» **Stated task**
Copy the listing below word for word, leaving out the pictures.

Dataset rows:
start

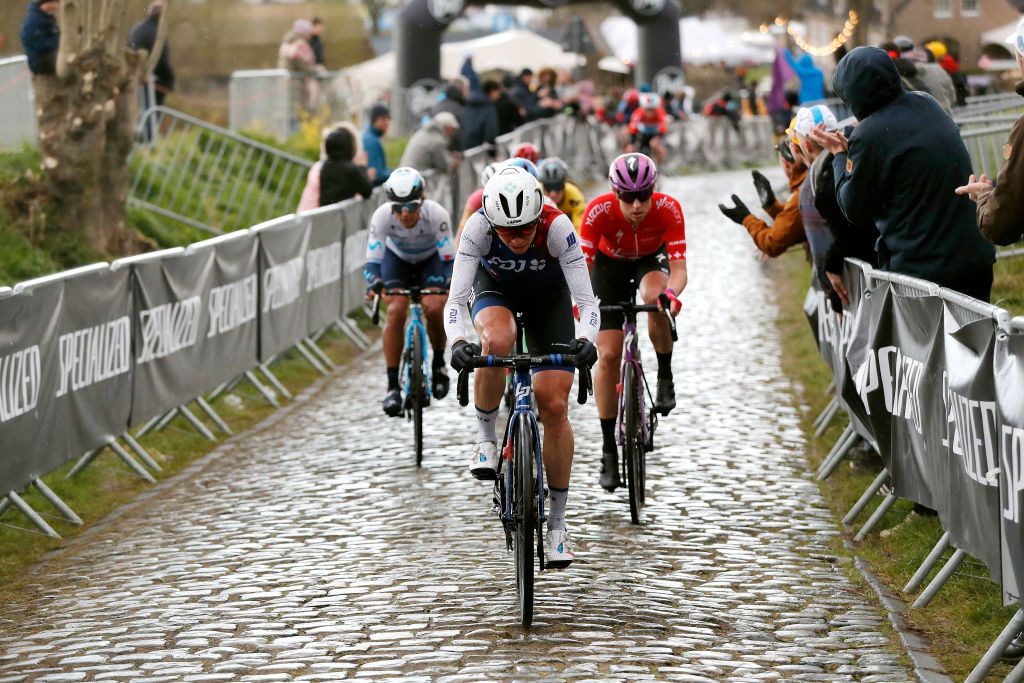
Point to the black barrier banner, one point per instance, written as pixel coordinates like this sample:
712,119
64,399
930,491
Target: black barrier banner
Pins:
284,311
65,372
196,323
897,368
967,474
1009,365
324,268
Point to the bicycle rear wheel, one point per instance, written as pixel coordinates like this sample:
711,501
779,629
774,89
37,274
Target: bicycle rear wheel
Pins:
524,515
633,449
417,393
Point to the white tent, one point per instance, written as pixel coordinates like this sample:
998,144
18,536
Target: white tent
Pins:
510,50
705,41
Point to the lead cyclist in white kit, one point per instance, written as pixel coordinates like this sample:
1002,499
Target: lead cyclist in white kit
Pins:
519,255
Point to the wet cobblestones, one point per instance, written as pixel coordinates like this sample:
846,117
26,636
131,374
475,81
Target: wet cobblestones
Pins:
316,551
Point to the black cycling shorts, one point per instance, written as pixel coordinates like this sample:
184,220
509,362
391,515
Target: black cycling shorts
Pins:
615,281
547,311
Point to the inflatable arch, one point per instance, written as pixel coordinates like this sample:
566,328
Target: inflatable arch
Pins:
421,24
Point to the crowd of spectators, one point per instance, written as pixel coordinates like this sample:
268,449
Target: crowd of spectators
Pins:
893,185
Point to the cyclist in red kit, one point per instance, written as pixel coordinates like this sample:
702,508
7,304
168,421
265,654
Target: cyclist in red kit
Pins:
634,239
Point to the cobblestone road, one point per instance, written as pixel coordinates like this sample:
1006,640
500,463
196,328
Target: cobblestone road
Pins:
316,550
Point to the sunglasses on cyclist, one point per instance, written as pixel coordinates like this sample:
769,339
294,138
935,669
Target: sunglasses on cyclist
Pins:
411,207
641,196
516,230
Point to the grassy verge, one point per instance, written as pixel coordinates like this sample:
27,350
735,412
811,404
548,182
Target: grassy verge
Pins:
109,483
968,613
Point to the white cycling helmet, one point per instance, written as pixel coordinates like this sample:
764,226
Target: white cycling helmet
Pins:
488,171
649,100
512,197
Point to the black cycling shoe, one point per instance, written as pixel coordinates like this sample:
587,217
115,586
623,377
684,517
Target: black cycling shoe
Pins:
440,381
392,402
609,471
665,399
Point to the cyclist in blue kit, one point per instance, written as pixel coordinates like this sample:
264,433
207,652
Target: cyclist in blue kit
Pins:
410,244
518,254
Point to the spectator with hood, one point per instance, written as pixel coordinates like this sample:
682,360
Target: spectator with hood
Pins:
898,170
787,228
812,79
380,121
341,173
41,37
1000,206
143,37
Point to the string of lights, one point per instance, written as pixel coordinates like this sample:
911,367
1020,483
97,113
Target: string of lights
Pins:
818,50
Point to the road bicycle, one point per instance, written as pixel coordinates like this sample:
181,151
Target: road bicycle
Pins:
635,425
415,372
519,491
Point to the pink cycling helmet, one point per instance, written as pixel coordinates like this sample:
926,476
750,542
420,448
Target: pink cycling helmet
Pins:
632,173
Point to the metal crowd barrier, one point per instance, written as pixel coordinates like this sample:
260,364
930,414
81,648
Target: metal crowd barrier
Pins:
211,178
17,103
965,310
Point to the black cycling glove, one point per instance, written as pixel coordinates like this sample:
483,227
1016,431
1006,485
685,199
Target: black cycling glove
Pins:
765,193
736,213
585,351
462,354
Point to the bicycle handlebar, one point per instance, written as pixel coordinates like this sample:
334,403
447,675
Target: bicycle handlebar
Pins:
663,306
430,291
526,361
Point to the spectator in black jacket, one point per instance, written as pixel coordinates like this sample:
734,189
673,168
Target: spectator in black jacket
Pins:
41,36
315,41
898,170
143,37
480,125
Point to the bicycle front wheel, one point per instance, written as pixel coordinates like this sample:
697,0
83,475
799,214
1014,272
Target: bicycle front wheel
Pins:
633,451
524,515
417,393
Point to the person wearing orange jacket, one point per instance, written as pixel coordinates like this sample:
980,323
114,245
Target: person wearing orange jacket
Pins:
787,228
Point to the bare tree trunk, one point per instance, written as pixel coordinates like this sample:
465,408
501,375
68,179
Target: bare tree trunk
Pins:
87,116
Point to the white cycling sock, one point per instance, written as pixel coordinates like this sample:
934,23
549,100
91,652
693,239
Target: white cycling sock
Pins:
485,425
556,507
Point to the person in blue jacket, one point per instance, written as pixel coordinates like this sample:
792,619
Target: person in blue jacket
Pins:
380,119
41,36
812,79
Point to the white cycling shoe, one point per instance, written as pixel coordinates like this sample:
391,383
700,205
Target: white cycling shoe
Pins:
559,553
483,464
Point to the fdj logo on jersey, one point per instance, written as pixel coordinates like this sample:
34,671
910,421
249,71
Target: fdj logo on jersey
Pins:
518,264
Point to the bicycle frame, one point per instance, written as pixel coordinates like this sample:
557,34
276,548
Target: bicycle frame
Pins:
416,326
631,356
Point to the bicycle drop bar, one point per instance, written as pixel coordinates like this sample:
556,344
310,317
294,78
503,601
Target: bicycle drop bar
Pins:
524,363
664,306
376,316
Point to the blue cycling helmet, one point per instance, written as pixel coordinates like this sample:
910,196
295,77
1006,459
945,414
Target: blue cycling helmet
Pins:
404,184
526,164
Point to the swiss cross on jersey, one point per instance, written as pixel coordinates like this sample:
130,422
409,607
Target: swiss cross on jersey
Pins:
535,266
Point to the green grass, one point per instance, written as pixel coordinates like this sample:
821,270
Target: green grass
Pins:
109,483
968,613
1008,290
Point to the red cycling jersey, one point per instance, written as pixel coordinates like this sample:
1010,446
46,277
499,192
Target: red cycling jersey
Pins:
649,122
605,228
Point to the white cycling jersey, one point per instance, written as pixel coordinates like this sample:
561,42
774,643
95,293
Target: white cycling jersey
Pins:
479,248
431,235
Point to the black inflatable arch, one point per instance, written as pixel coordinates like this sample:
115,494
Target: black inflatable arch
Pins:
421,23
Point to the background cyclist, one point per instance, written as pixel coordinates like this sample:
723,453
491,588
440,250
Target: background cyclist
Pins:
520,254
648,124
410,244
632,237
554,178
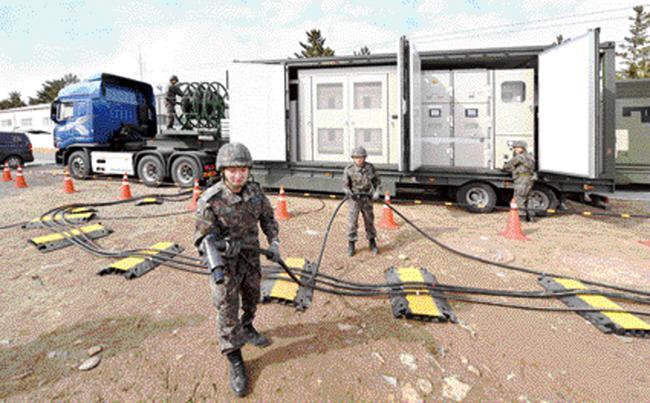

end

» **The result**
Point to the black barrier banner, one point per instance, written as pixel coordinates like this sample:
712,119
64,399
930,491
Target: black barrier banner
Pins:
284,311
65,372
196,323
897,368
967,474
1009,365
324,268
Point to the bicycle rear wheel, one point per instance, written as pixel coordinates like this sample:
711,501
779,629
774,89
37,274
Target: bicycle rear wheel
Pins:
524,515
633,449
417,393
Point to the white tent, one point per instance, written as pixel coordinates like this sample:
998,144
18,536
Target: white tent
Pins:
510,50
705,41
Point to the lead cyclist in white kit, one point per instance, written as pixel coordinates like this sample:
1002,499
Target: lead cyclist in white kit
Pins:
519,255
Point to the wet cobblestones, one point per instance, written as pixel coordinates like this sample:
846,117
26,636
131,374
475,81
Target: wet cobblestones
Pins:
316,551
Point to the black cycling shorts, one point per instance, written as pixel coordinates like this sample:
184,220
509,362
391,515
Target: black cycling shorts
Pins:
615,281
547,311
Point to the inflatable arch, one point per instance, written as pixel coordinates like this sample:
566,328
Target: inflatable arch
Pins:
421,24
Point to the crowd of spectators, one point per instance, written as pixel coordinates like this sample:
268,449
Target: crowd of spectators
Pins:
893,185
Point to the cyclist in red kit, one point per instance, written as pixel coordinates like this sample:
702,508
7,304
168,421
265,654
Target: cyclist in red kit
Pins:
634,239
Point to the cobblestone road, one point per instance, written as pixel coordinates like this sample:
1006,640
500,463
196,328
Target: cobblestone road
Pins:
316,550
Point to the sunglasses on cyclist, one point per instance, written as pixel coordinates like this sample:
769,339
294,138
935,669
Target: sunglasses on cyclist
Pins:
411,207
641,196
516,230
Point to the grassy verge, one point per instance, written as pixel coordinates like this sample:
27,350
735,412
811,404
548,182
Target: grassy verge
Pins:
109,483
968,613
Point to the white cycling helmet, one point per instance, written as pixel coordinates like this sample:
764,226
Target: white cycling helmet
Pins:
488,171
649,100
512,197
Point to the black cycling shoe, one point per instance, written as pixel coordinates like this sample:
587,217
115,586
623,377
684,517
Target: black cycling shoe
Pins:
440,381
392,402
609,471
665,399
Point to the cyclist in blue kit, one point per instance, written as pixel coordinates like this sample:
264,433
207,652
Target: cyclist in blue kit
Pins:
410,244
518,254
Point to the spectator with hood, one point per instance, written as pixel coordinates like this sample:
682,360
Target: spectator with hood
Pins:
898,170
787,228
812,79
380,121
341,173
41,37
1000,206
143,37
Point to the string of lights, one point per instance, written as pixel coordinates like this sample:
911,367
1020,483
97,113
Target: string of lights
Pins:
818,50
Point to the road bicycle, one point per instance, written as pixel coordinates like this sample:
181,151
Target: road bicycle
Pins:
635,425
415,372
519,491
Point to the pink cycling helmet, one point per instance, written as pixel coordinates like this sample:
926,476
750,542
420,448
Target: pink cycling helmet
Pins:
632,173
Point to the metal crowd barrier, one point per instance, written as pixel coordinates like this sample:
260,364
930,414
81,648
Target: metal crowd barrier
Pins:
211,178
17,103
965,310
Point to the black cycling glove, one point per instance, written as pixel coordinates like this sample:
483,227
1016,431
1006,485
685,199
Target: black cycling glove
Pins:
765,193
736,213
585,351
462,354
Point to the bicycle handlebar, one point per instance, written as pixel coordinates like this sample:
334,403
447,675
Target: bicycle handlebar
Pins:
663,306
430,291
526,361
Point to the spectator in black jacket, one point per instance, written as pixel coordinates like this sample:
734,189
673,168
Target: spectator in black jacket
Pins:
41,36
315,41
898,170
143,37
480,125
Point to the bicycle front wheel, one point per instance, written as pixel coordinates like this sample:
697,0
83,475
799,214
1014,272
Target: bicycle front wheel
Pins:
633,451
524,515
417,393
Point to the person wearing orange jacket, one point per instance, written as pixel coordinates like this sample:
980,323
114,245
Target: person wearing orange jacket
Pins:
787,228
Point to the bare tree trunk, one point per instance, written as pixel coordinates like this sample:
465,408
501,375
68,179
Target: bare tree trunk
Pins:
87,116
Point to the white cycling sock, one point per instance, written as pixel coordinates like this sample:
934,23
549,100
91,652
693,239
Target: white cycling sock
Pins:
485,425
556,507
Point to the person in blue jacket, one point per instance, written as pixel coordinates like this sample:
792,619
Target: person in blue jacket
Pins:
380,119
41,36
812,79
Point to the white cycling shoe, one point per instance, written as pixel coordinates like this sample:
391,383
700,205
Target: white cycling shoe
Pins:
559,553
483,464
Point to the fdj logo on jersey, one point per instance, written as pixel coordinates like this sample:
34,671
910,421
249,71
Target: fdj logo on jersey
Pins:
518,264
Point to the bicycle frame, one point per instance, written as pixel coordinates like this sample:
557,34
276,548
Target: bicycle frame
Pins:
416,326
631,356
Point to the bicycle drop bar, one point per instance, written as pixel coordinates like this sample:
556,344
310,317
294,78
503,601
Target: bicycle drop bar
Pins:
524,363
664,306
376,316
Point to the blue cycling helmet, one point per instance, written as pixel coordinates like this sample:
910,196
295,77
1006,459
945,414
Target: blue cycling helmet
Pins:
404,184
526,164
Point to the swiss cross on jersey, one point per instance, written as pixel coordinates like this sample:
130,422
409,607
Target: swiss cross on jersey
Pins:
535,266
Point to the green grass, one point per instance, written as pixel coordinates like this sample:
821,270
Target: green grass
Pins:
109,483
968,613
1008,290
Point to the red cycling jersey, one point per instance, written as pixel coordinates like this sample:
1010,446
46,277
499,192
Target: red cycling jersey
Pins:
649,122
605,228
Point to the white cycling jersey, one point per instance, written as pixel coordinates like this sample:
561,42
774,643
95,293
Target: white cycling jersey
Pins:
479,248
431,235
Point to the black inflatable arch, one point per instance, written as pixel coordinates like this sample:
115,494
Target: black inflatable arch
Pins:
421,23
Point to the background cyclist, one point per instance, written as pixel coordinates like this sample:
723,453
491,588
440,250
Target: background cyclist
Pins:
520,254
648,124
410,244
632,237
554,178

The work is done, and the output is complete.